◆ **TESTO DA LEGGERE**:
■ ■ ■ ■
Da tempo sono iscritto a Greenpeace. Dal 2009 ho cambiato la mia
auto a benzina (che ancora mi avrebbe accompagnato per anni), per comprarne una
a metano. E la uso il meno possibile. Preferisco la bicicletta, i miei piedi o sfruttare
i mezzi pubblici, pur con tutti gli inconvenienti che l’utilizzo di questa
forma di mobilitazione in Italia comporta. I piatti continuo a lavarli a mano,
nonostante abbia una lavastoviglie e avvio la lavatrice una volta ogni una-due
settimane, aspettando che il cestello sia ben pieno. Non lascio luci accese
dove queste non servono e mi arrabbio quando vedo sprechi energetici sia in
pubblico che in privato. Non ho il condizionatore e il riscaldamento lo accendo
solo quando è veramente necessario. Evito di andare in certi supermercati e di
comprare marche di articoli di cui non condivido la politica della ditta
produttrice. Cerco di scegliere sempre prodotti alla spina per evitare inutili
imballaggi. Non chiedo mai un sacchetto perché ogni volta mi porto la mia borsa
per la spesa. Riciclo e riutilizzo ogni prodotto.
Da anni non voto perché non credo nella democrazia parlamentare,
ma ogni volta che scelgo un prodotto piuttosto che un altro, ogni volta che
agisco in un modo piuttosto che un altro, voto.
Questa è la mia democrazia.
Infine, avendo visitato più volte Fukushima e Chernobyl, sono
consapevolmente conscio del pericolo che le centrali nucleari rappresentano e,
quindi, sono consapevolmente contro la dipendenza energetica sul nucleare senza
cercare valide alternative (che ad oggi, checché se ne dica, purtroppo, non esistono).
Però, questo referendum del 17 aprile su trivelle sì, trivelle
no, mi trova in parziale disaccordo con i promotori (tra cui la stessa amata e rispettata
Greenpeace). Mi spiace, ma non lo condivido. Non del tutto, per lo meno.
Le coste italiane (e non solo) sono punteggiate da centinaia di
impianti off-shore che da decenni estraggono gas idrocarburi e (in minima parte)
petrolio dal mare. Ripeto: da decenni. Eppure sembra che solo da qualche mese a
questa parte, la popolazione italiana se ne sia accorta. Per decenni milioni di
italiani (e non solo) hanno frequentato le coste della penisola senza alzare un
dito contro le trivellazioni, continuando imperterriti, felici e ignari a bagnarsi nei
mari italici. Ai bar di Rimini, delle Tremiti, di Cefalù si parlava di tutto,
ma non certo di trivelle. La democrazia (potere al popolo, sigh!) non era arrivata
sugli sdrai delle spiagge. Poi, come spesso accade (potere dei mass-media?) l’inondazione
di informazioni.
O informazione a senso unico, che si avvicina molto alla
disinformazione (esattamente come lo era stato per il nucleare).
E dato che non credo affatto della volontà dell’opinione
pubblica di informarsi (cosa di cui sono ben consci anche i promotori del
referendum), è molto facile abbindolare l’uomo e la donna comune con immagini e
indicazioni che nulla hanno a che fare con ciò per cui si andrà a votare.
■ ■ ■ ■
◆ **ESERCIZI**:
a) Nel testo sul referendum delle trivelle, quali sono i luoghi citati come sede di bar dove non si parlava di trivelle? Elencali tutti.
b) Riscrivi le righe delle voci del dataset che partono da quella con "potted plant ->" e arrivano a quella con "Outline every instance of the potted plant.". Sostituisci "potted plant" con "flower pot" e lascia tutto il resto invariato.

Voci del dataset
■ ■ ■ ■
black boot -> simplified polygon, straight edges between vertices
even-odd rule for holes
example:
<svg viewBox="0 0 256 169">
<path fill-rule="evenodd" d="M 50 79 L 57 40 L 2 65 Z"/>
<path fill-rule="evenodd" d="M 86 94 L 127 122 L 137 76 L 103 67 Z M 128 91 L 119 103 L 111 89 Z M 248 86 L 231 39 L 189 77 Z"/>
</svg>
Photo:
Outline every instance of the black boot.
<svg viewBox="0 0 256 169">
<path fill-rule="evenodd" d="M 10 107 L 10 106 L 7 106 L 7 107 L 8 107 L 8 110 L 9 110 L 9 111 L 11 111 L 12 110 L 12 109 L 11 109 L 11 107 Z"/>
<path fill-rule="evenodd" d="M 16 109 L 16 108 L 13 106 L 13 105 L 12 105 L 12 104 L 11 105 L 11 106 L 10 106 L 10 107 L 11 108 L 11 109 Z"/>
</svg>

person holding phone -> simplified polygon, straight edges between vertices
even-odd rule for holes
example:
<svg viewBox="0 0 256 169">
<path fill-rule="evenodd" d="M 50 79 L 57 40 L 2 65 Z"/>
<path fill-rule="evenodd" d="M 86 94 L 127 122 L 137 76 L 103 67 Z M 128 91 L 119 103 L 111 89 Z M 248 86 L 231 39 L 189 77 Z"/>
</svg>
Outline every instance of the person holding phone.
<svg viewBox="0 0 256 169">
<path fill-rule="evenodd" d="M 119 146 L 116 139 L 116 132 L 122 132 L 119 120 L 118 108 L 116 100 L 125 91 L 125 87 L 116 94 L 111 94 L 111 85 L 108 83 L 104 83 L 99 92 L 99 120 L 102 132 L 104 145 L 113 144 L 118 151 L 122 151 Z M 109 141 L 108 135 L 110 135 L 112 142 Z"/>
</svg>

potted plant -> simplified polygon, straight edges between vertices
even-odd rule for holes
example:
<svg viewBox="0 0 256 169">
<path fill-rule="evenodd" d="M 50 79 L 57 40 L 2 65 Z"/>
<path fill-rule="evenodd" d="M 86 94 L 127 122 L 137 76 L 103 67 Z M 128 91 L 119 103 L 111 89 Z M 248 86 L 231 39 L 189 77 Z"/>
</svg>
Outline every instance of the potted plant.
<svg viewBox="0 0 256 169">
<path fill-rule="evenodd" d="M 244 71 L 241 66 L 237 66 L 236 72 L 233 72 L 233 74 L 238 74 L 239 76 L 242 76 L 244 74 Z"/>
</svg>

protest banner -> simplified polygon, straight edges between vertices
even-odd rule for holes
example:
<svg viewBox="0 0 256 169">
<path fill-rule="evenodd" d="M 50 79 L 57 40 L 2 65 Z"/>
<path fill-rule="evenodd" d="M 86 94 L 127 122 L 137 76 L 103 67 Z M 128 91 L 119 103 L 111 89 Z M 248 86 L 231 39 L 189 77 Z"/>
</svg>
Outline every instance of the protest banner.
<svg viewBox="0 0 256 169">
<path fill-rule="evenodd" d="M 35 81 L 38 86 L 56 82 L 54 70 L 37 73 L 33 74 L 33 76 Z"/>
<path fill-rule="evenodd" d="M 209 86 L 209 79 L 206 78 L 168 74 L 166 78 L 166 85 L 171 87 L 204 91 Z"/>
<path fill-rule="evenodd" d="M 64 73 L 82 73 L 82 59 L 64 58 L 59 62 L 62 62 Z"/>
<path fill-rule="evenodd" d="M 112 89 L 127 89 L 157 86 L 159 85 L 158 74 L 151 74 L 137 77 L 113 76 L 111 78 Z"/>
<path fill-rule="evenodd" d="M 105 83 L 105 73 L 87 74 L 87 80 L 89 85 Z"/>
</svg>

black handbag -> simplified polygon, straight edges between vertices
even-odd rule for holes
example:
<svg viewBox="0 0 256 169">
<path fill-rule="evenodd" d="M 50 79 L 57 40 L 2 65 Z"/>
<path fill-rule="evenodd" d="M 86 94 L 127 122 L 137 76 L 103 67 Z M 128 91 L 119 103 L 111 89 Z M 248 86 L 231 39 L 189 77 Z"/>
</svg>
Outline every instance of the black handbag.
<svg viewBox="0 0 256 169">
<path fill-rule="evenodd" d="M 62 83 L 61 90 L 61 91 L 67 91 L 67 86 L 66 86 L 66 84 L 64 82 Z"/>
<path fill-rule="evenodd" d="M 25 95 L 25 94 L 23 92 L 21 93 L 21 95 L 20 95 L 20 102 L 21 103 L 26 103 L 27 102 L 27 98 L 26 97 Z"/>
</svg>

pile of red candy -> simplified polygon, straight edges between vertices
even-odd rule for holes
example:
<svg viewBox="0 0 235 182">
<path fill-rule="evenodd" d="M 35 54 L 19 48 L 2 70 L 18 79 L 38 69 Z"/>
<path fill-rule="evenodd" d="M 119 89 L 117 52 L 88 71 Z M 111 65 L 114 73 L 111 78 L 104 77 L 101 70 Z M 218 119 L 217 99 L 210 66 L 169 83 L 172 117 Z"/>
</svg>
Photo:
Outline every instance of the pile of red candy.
■ ■ ■ ■
◆ **SOLUZIONI**:
a) Rimini, le Tremiti, Cefalù

b)
flower pot -> simplified polygon, straight edges between vertices
even-odd rule for holes
example:
<svg viewBox="0 0 256 169">
<path fill-rule="evenodd" d="M 50 79 L 57 40 L 2 65 Z"/>
<path fill-rule="evenodd" d="M 86 94 L 127 122 L 137 76 L 103 67 Z M 128 91 L 119 103 L 111 89 Z M 248 86 L 231 39 L 189 77 Z"/>
</svg>
Outline every instance of the flower pot.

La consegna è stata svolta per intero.